DATA LISTING:
..........

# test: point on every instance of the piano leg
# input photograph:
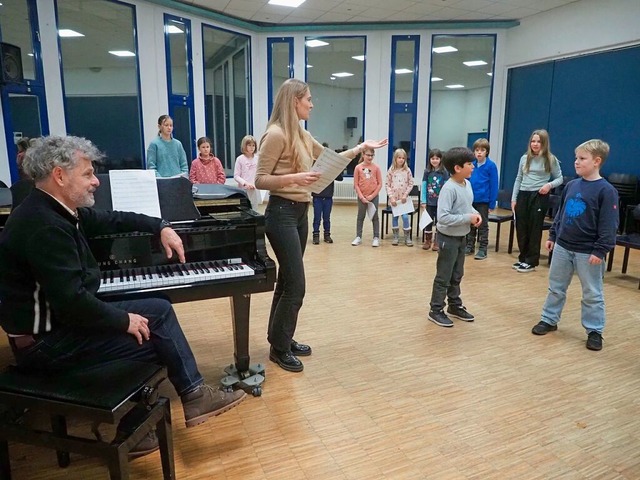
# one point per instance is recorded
(240, 306)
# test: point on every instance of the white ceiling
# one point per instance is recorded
(368, 11)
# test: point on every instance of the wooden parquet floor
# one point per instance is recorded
(389, 395)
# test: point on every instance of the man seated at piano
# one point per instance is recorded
(49, 279)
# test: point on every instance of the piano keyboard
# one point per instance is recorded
(169, 275)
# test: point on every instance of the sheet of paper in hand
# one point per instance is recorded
(329, 164)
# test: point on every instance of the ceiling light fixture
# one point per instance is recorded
(446, 49)
(122, 53)
(174, 29)
(315, 43)
(475, 63)
(68, 33)
(287, 3)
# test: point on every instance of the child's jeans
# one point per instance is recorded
(405, 221)
(362, 212)
(322, 211)
(563, 265)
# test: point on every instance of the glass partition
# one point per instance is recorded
(335, 69)
(280, 64)
(100, 78)
(227, 92)
(461, 84)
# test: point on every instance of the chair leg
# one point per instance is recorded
(5, 462)
(59, 427)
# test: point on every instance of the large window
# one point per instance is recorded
(461, 81)
(226, 81)
(335, 74)
(100, 78)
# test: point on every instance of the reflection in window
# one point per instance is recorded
(227, 92)
(461, 81)
(280, 64)
(100, 77)
(335, 74)
(14, 25)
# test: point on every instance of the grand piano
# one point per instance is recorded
(225, 254)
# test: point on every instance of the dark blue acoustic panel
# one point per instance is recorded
(527, 109)
(598, 96)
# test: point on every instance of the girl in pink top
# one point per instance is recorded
(244, 172)
(206, 168)
(399, 184)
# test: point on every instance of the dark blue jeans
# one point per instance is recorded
(449, 271)
(322, 211)
(287, 228)
(68, 346)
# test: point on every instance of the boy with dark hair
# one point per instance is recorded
(484, 181)
(583, 232)
(455, 215)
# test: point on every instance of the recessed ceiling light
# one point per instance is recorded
(287, 3)
(122, 53)
(447, 49)
(315, 43)
(174, 29)
(475, 63)
(68, 33)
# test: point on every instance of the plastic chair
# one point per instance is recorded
(414, 194)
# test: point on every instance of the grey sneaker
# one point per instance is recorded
(460, 313)
(206, 401)
(481, 255)
(439, 318)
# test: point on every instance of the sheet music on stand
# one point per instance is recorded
(330, 165)
(135, 191)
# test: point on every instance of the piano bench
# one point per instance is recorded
(120, 392)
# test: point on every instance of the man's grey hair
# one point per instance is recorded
(47, 153)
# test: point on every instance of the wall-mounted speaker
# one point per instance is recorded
(11, 64)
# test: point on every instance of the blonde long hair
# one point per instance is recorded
(545, 151)
(284, 115)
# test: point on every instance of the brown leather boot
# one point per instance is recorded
(427, 241)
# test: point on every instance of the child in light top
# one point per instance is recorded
(207, 168)
(399, 183)
(165, 154)
(435, 176)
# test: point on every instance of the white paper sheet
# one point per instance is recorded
(402, 208)
(425, 220)
(135, 191)
(330, 165)
(371, 210)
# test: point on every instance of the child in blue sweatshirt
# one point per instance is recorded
(583, 232)
(484, 181)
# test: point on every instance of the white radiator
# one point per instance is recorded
(344, 191)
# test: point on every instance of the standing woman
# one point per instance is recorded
(287, 152)
(165, 154)
(538, 173)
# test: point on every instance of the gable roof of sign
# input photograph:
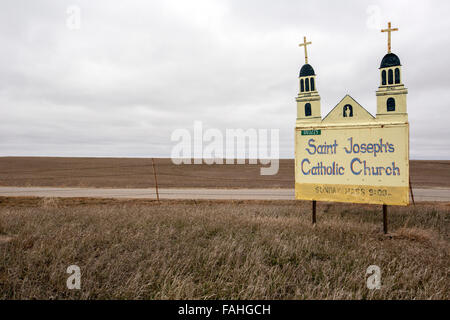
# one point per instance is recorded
(359, 114)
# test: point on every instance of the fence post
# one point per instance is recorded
(314, 212)
(156, 180)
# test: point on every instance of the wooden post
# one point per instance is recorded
(410, 190)
(156, 180)
(314, 211)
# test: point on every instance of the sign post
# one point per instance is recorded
(351, 155)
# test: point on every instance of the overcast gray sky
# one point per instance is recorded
(137, 70)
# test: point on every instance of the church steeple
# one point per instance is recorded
(308, 99)
(391, 94)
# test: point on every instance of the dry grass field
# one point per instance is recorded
(137, 249)
(137, 173)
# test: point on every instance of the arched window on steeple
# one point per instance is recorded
(397, 75)
(308, 109)
(390, 104)
(390, 76)
(383, 77)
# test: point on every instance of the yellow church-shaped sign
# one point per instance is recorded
(351, 155)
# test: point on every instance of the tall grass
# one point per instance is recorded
(221, 250)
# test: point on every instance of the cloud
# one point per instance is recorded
(137, 70)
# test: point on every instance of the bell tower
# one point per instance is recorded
(391, 94)
(308, 99)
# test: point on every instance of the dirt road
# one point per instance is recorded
(420, 194)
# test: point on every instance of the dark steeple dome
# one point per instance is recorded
(390, 60)
(306, 71)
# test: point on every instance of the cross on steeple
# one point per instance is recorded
(304, 44)
(389, 30)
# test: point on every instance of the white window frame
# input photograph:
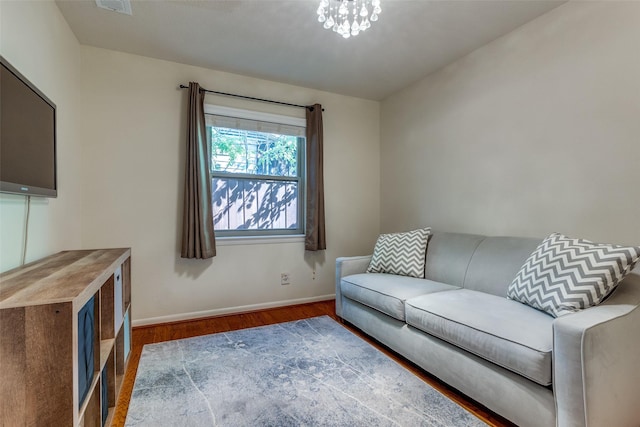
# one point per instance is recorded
(257, 236)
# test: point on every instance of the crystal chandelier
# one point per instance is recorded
(348, 17)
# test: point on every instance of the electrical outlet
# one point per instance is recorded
(284, 279)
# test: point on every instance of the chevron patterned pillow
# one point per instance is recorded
(565, 275)
(401, 253)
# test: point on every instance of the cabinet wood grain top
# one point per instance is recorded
(62, 277)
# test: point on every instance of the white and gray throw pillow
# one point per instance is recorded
(564, 275)
(401, 253)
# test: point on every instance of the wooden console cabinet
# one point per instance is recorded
(39, 305)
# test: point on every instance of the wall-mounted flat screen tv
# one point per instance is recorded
(27, 136)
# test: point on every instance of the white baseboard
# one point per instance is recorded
(224, 311)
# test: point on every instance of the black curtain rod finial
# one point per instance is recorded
(251, 98)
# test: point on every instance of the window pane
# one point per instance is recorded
(251, 152)
(245, 204)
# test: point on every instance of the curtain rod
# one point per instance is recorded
(251, 98)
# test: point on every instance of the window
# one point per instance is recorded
(257, 176)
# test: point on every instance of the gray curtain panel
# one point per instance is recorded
(198, 239)
(315, 235)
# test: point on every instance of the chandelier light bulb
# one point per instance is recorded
(348, 17)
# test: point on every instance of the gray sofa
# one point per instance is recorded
(582, 369)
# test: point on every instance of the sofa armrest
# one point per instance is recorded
(346, 266)
(596, 361)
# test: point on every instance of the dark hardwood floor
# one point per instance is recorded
(177, 330)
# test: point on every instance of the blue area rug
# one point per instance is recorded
(310, 372)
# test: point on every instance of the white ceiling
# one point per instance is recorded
(282, 40)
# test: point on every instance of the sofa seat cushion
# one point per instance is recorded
(502, 331)
(387, 292)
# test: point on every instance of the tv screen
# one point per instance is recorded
(27, 136)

..........

Could you put every line of all the records above into a numbered list, skipping blank lines? Leave the pictures out of the list.

1. # test: point on every instance of the piano leg
2. # input photograph:
3. # one point per instance is recorded
4. (240, 306)
5. # test: point on every instance of the white ceiling
6. # one point per instance is recorded
7. (368, 11)
8. # test: point on every instance of the wooden parquet floor
9. # one point per instance is recorded
10. (389, 395)
11. # test: point on every instance of the man seated at piano
12. # one point per instance is recorded
13. (49, 279)
14. # test: point on every instance of the piano keyboard
15. # one point per instance is recorded
16. (169, 275)
17. # test: point on every instance of the sheet of paper in hand
18. # one point per instance is recorded
19. (329, 164)
20. # test: point on every instance of the ceiling light fixture
21. # one point per instance is recorded
22. (446, 49)
23. (122, 53)
24. (174, 29)
25. (315, 43)
26. (475, 63)
27. (68, 33)
28. (287, 3)
29. # test: point on every instance of the child's jeans
30. # one point per instance is recorded
31. (405, 221)
32. (362, 212)
33. (322, 211)
34. (563, 265)
35. # test: point on every instance of the glass partition
36. # one point per instance is recorded
37. (335, 69)
38. (280, 64)
39. (100, 78)
40. (227, 92)
41. (461, 84)
42. # test: point on every instance of the chair leg
43. # one point per instance is recorded
44. (5, 462)
45. (59, 427)
46. # test: point on every instance of the large window
47. # one point per instance is recorded
48. (461, 81)
49. (226, 81)
50. (335, 74)
51. (100, 78)
52. # test: point on every instance of the reflection in window
53. # one point per instance is recorded
54. (227, 92)
55. (461, 81)
56. (280, 64)
57. (100, 77)
58. (335, 74)
59. (14, 25)
60. # test: point on every instance of the grand piano
61. # one point per instance is recorded
62. (225, 254)
63. # test: point on every instance of the dark blue acoustic panel
64. # one point per instance is recorded
65. (527, 109)
66. (598, 96)
67. # test: point on every instance of the girl in pink top
68. # one point per instance is recorded
69. (244, 172)
70. (206, 168)
71. (399, 184)
72. # test: point on every instance of the dark blue jeans
73. # one point per instance is recorded
74. (449, 271)
75. (322, 211)
76. (287, 228)
77. (68, 346)
78. # test: point on every instance of the boy with dark hair
79. # one point per instance is recorded
80. (484, 181)
81. (583, 232)
82. (455, 215)
83. # test: point on every instance of the recessed ceiling light
84. # one point per instance is recorded
85. (287, 3)
86. (122, 53)
87. (447, 49)
88. (315, 43)
89. (174, 29)
90. (475, 63)
91. (68, 33)
92. # test: point on every instance of the plastic chair
93. # one point per instance is recorded
94. (414, 194)
95. # test: point on every instance of the grey sneaker
96. # one point per instance is recorded
97. (460, 313)
98. (206, 401)
99. (481, 255)
100. (439, 318)
101. # test: point on every instance of the sheet music on stand
102. # one point per instance is recorded
103. (330, 165)
104. (135, 191)
105. # test: point on every instance of the piano bench
106. # one point per instance is recorded
107. (120, 392)
108. # test: point on every instance of the man's grey hair
109. # one point per instance is recorded
110. (47, 153)
111. # test: point on every instance of the wall-mounted speaker
112. # one point per instance is recorded
113. (11, 64)
114. # test: point on every instance of the blonde long hair
115. # one point per instance is recorded
116. (545, 151)
117. (284, 115)
118. # test: point on every instance of the brown leather boot
119. # one point per instance is recorded
120. (427, 241)
121. # test: point on every instance of the child in light top
122. # one point per instance is recorded
123. (207, 168)
124. (399, 183)
125. (165, 154)
126. (435, 176)
127. # test: point on every instance of the white paper sheet
128. # one point per instance is recorded
129. (402, 208)
130. (425, 220)
131. (135, 191)
132. (330, 165)
133. (371, 210)
134. # test: point on every instance of the child in blue sweatshirt
135. # one point per instance is recorded
136. (583, 232)
137. (484, 181)
138. # test: point on every instance of the white radiator
139. # one point per instance is recorded
140. (344, 191)
141. # test: point on every instance of the standing woman
142. # one point per instance is recorded
143. (287, 152)
144. (165, 154)
145. (538, 173)
146. # test: point on every instance of the gable roof of sign
147. # input photograph:
148. # one point per instance is recorded
149. (359, 114)
150. # test: point on every instance of the fence post
151. # one point per instance is recorded
152. (314, 212)
153. (156, 180)
154. # test: point on every instance of the wooden post
155. # one point per instance is recorded
156. (410, 190)
157. (156, 180)
158. (314, 211)
159. # test: point on every instance of the sign post
160. # one point per instance is recorded
161. (351, 155)
162. # test: point on every instance of the overcast gray sky
163. # one point per instance is recorded
164. (137, 70)
165. # test: point on every instance of the church steeple
166. # one point per instance is recorded
167. (308, 99)
168. (391, 94)
169. # test: point on every instance of the dry grass field
170. # one point per instance is recorded
171. (137, 249)
172. (137, 173)
173. # test: point on every instance of the arched window on steeple
174. # one point per instance is recorded
175. (397, 75)
176. (308, 109)
177. (390, 104)
178. (390, 76)
179. (383, 77)
180. # test: point on every instance of the yellow church-shaped sign
181. # one point per instance is recorded
182. (351, 155)
183. # test: point on every instance of the tall grass
184. # one point per instance is recorded
185. (221, 250)
186. # test: point on every instance of the cloud
187. # one point per instance is recorded
188. (137, 70)
189. # test: point on every instance of the bell tower
190. # one point per instance is recorded
191. (391, 94)
192. (308, 99)
193. # test: point on every instance of the dirt road
194. # one point per instance is recorded
195. (420, 194)
196. # test: point on every instance of the dark steeple dome
197. # one point per instance is recorded
198. (390, 60)
199. (306, 71)
200. # test: point on every instance of the cross on steeple
201. # one point per instance is recorded
202. (304, 44)
203. (389, 30)
204. # test: point on every instance of the white window frame
205. # input photograph:
206. # one point per instance is recorded
207. (257, 236)
208. # test: point on every instance of the crystal chandelier
209. # one point per instance is recorded
210. (348, 17)
211. # test: point on every instance of the electrical outlet
212. # one point per instance is recorded
213. (284, 279)
214. # test: point on every instance of the chevron patterned pillow
215. # one point per instance is recorded
216. (565, 275)
217. (401, 253)
218. # test: point on every instance of the cabinet wood grain top
219. # one point per instance is recorded
220. (62, 277)
221. # test: point on every instance of the white and gray throw pillow
222. # one point per instance is recorded
223. (564, 275)
224. (401, 253)
225. # test: point on every instance of the wooden console cabinet
226. # one point per instance is recorded
227. (39, 305)
228. # test: point on every instance of the wall-mounted flat screen tv
229. # one point per instance is recorded
230. (27, 136)
231. # test: point on every instance of the white baseboard
232. # one point per instance is recorded
233. (224, 311)
234. # test: point on every instance of the black curtain rod finial
235. # one point per instance is recorded
236. (251, 98)
237. # test: point on every instance of the window pane
238. # one point per instance is recorded
239. (251, 152)
240. (245, 204)
241. # test: point on every instance of the curtain rod
242. # one point per instance is recorded
243. (251, 98)
244. # test: point on every instance of the window
245. # one point per instance is recorded
246. (257, 176)
247. # test: point on every instance of the gray curtain panel
248. # one point per instance is recorded
249. (198, 239)
250. (315, 235)
251. # test: point on every instance of the chandelier light bulb
252. # one point per instance is recorded
253. (348, 17)
254. # test: point on every instance of the gray sofa
255. # one point per instance is recorded
256. (582, 369)
257. # test: point on every instance of the sofa armrest
258. # one point per instance is recorded
259. (346, 266)
260. (596, 361)
261. # test: point on every instance of the dark hardwood floor
262. # one point per instance is recorded
263. (177, 330)
264. # test: point on every instance of the blue area rug
265. # one point per instance is recorded
266. (310, 372)
267. # test: point on every instance of the white ceiling
268. # one point per instance is recorded
269. (282, 40)
270. # test: point on every instance of the sofa seat cushion
271. # one point per instance is recorded
272. (502, 331)
273. (387, 292)
274. # test: point on every instance of the tv screen
275. # one point per instance is recorded
276. (27, 136)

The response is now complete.